MATERIAL PROVIDED:
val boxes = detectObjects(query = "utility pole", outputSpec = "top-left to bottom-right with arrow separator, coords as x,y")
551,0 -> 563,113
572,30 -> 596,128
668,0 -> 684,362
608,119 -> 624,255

--

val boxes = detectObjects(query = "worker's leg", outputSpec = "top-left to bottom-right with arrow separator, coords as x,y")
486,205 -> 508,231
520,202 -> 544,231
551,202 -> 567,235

YOUR GOAL:
How many lines of the records contain the string "outputSpec"? Matching is case-sensitive. Reply with the number alone.

THE RESULT:
2